### What you will do
Return every line in the entries below where the word "football" shows up.

═════ Supplied material

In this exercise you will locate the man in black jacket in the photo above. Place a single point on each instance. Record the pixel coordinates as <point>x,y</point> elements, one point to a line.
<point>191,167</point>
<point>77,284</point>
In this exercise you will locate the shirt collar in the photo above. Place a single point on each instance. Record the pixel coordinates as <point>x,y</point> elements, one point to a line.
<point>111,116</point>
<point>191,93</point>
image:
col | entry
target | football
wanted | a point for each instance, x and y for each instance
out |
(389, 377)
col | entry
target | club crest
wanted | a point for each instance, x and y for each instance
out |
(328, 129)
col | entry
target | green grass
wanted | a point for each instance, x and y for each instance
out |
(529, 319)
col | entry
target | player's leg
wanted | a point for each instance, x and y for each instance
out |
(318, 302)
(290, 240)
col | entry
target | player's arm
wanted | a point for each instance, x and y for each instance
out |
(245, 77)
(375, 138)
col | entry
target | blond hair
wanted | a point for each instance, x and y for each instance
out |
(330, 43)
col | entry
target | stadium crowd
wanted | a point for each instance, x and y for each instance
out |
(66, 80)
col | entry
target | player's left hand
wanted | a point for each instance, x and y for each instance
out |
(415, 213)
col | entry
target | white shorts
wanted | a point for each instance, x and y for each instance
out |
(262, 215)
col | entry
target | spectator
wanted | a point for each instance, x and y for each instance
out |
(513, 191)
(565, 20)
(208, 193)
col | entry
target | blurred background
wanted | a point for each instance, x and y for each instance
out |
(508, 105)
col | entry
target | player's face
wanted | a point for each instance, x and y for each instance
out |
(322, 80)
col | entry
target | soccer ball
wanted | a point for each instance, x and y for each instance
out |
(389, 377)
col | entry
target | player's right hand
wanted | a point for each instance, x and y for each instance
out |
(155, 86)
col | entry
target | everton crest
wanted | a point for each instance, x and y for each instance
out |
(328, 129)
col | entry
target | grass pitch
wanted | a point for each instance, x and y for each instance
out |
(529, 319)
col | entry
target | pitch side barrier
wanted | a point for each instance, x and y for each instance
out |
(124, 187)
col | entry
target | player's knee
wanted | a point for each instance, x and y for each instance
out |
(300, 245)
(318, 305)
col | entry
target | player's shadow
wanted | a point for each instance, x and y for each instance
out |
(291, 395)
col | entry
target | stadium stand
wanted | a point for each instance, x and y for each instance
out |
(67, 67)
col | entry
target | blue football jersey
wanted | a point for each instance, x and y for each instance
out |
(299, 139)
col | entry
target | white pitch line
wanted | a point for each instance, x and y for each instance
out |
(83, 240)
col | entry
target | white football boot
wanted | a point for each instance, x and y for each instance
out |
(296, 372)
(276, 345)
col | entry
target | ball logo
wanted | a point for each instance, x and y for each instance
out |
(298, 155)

══════════

### Answer to this exercise
target | football
target | blue football jersey
target | white football boot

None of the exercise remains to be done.